Passage:
Indeed, the parting year of 2009 has been a traumatic time for all of us Thais as a nation, and for many individually and personally. If anything, it has taught us that once the reservoir of collective happiness is depleted, no individual joy can ever fill it up. There is always a little empty corner in the heart that is so barren; it makes its presence felt even when you look away.
If the US was once a Prozac nation - named after a popular antidepressant drug - Thailand could be called a Xanax nation - after the potent anti-anxiety medication.
As the year is passing, here are some parting words to share….
The real champion of the poor and the downtrodden in Thailand is not any politician, it is His Majesty the King.
Politics is not the same as values, but few can escape its realm and fury.
Try not to tell people who just lost a loved one that the deceased is in a "better place". We do not know it; no one does. The words are vacuous.
Try not to tell people who are suffering or falling to the bottom of the pit of misfortune that "this too shall pass". These words do not make sense to the one experiencing pain and misery that seems to them everlasting. Perhaps all they need is for someone to throw down a rope so they can climb up. It is called compassion. Remember that most people in that pit of despair can never climb back out alone. They need some help. And everybody deserves that help. US General George Patton (1885-1945) said success is how high you bounce after you've hit bottom. But a fact of life is that at the bottom, there is never a trampoline waiting.
Everything in life we think we own is never ours; we just rent it.
Lies and rumours are more believable than truth and facts. They proliferate faster than rabbits or computer viruses. Learn to live with them no matter how hard they are to swallow.
Decency, honesty, understanding and friendship are always there, somewhere, maybe over the rainbow, but they do exist. Do not lose faith in them. Give them to others when you have a chance. They need them as much as you do. And contrary to what and how you may judge or believe others to be, all human beings, of all colours, deserve to receive these basic human virtues.
Patience and hard work are old-fashioned values and may appear outdated, but when push comes to shove, they can protect you from an unwarranted elimination process - sometimes.
There is nothing so absurd that someone has not said it.
Forgiveness is much more difficult to achieve in the heart, not only in the head. But we owe it to ourselves to get there if we do not want to carry the load of bitterness around all of our life.
There are few virtues greater than kindness. People do not always return kindness in kind, but it's precious and it makes the world go around. Everybody has his or her fair share of bad luck and cruel treatment; kindness can cure the deepest wounds.
Try to judge yourself as harshly as you judge others. The world might be a better and peaceful place because of it.
Love is always overrated, but that does not diminish it.
A so-called fair competition is never fair as long as there is no level playing field.
When you are down in the dumps and your ship is sinking, people will desert you, no matter how much love and gratitude they profess to have towards you. Learn to live with it.
There may be seven "ups" in our lifetime as the old Thai adage goes, but usually there are more than seven "downs". Learn to live with that too.
Death and the prospect of it may have lost its relevance to some, but it comes to everybody, naturally and unnaturally. Impermanence offers both hope and despair.
Books give us wings, and art brings nourishment to the soul.
Sometimes we unwittingly hurt the very person we try to protect. Perhaps we have tried too hard. Balance is a very thin line we often miss.
Lastly, in the current social and moral narrative in which we live, if someone slaps you on one cheek, do not turn the other. Run for your life.
So as we bid the old year goodbye, be thankful for every day in it, no matter how bad it was. For good or for evil, happy or treacherous, those days taught us lessons and provided for the real meaning of the New Year. It's another chance for us to get it right.

Extracted entries:
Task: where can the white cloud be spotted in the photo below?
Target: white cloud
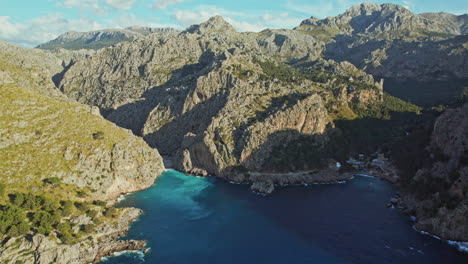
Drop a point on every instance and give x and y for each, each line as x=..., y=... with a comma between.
x=407, y=4
x=187, y=18
x=161, y=4
x=281, y=20
x=120, y=4
x=98, y=6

Task requirements:
- 1) Answer these from the essay:
(a) After which anti-anxiety medication could Thailand be called a nation?
(b) Who is the real champion of the poor and the downtrodden in Thailand?
(c) What should you do if someone slaps you on one cheek?
- 2) Duplicate everything in the essay from "Try not to tell people who are" down to "a trampoline waiting.".
The material has no connection to the essay.

List of answers:
- 1)
(a) Xanax.
(b) His Majesty the King.
(c) Do not turn the other cheek; run for your life.

- 2)
Try not to tell people who are suffering or falling to the bottom of the pit of misfortune that "this too shall pass". These words do not make sense to the one experiencing pain and misery that seems to them everlasting. Perhaps all they need is for someone to throw down a rope so they can climb up. It is called compassion. Remember that most people in that pit of despair can never climb back out alone. They need some help. And everybody deserves that help. US General George Patton (1885-1945) said success is how high you bounce after you've hit bottom. But a fact of life is that at the bottom, there is never a trampoline waiting.